Tally the lines of the records below that contain the word "broadcast". Reply with the number alone.

::: Record set

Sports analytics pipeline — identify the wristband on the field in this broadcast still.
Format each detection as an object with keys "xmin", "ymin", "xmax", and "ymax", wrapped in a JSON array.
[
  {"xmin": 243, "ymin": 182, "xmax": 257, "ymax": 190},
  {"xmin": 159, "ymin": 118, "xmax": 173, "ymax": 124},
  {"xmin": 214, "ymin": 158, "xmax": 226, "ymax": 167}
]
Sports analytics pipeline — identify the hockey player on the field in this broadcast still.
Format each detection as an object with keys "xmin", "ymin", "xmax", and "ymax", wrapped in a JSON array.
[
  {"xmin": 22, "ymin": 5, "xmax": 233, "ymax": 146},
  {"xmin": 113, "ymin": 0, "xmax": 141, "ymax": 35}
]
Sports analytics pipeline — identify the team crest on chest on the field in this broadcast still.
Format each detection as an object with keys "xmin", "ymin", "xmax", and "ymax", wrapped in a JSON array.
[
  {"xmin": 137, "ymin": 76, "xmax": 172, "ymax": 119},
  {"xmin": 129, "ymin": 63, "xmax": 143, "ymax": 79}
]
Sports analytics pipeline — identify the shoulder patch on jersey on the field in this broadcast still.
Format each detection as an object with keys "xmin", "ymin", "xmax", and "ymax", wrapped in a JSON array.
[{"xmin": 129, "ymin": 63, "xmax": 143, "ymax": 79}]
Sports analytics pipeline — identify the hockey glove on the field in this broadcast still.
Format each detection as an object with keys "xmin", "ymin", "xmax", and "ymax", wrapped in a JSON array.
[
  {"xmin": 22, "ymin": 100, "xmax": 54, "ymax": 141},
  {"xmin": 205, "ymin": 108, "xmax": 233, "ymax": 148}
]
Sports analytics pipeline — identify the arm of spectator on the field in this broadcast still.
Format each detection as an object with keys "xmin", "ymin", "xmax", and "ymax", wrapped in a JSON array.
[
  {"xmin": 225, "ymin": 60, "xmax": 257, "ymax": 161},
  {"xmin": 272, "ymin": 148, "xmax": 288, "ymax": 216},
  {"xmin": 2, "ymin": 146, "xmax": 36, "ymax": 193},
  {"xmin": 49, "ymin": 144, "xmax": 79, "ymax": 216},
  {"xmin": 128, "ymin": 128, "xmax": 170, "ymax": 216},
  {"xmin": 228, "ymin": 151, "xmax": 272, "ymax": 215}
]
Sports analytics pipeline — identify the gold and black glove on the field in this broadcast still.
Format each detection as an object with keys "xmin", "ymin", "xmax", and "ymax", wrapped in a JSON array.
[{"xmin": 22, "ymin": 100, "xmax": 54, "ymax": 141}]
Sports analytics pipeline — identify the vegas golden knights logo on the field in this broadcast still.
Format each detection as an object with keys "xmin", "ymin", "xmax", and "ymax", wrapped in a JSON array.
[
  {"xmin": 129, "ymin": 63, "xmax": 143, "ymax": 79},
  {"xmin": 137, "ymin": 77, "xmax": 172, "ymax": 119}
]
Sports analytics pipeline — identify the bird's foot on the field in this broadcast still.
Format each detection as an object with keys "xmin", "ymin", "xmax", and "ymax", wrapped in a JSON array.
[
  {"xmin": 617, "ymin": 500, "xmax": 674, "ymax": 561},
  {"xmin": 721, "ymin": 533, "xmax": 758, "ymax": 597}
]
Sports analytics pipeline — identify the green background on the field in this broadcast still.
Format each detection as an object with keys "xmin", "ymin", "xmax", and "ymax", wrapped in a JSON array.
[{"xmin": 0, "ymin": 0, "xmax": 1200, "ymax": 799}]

::::::

> **Output for this task**:
10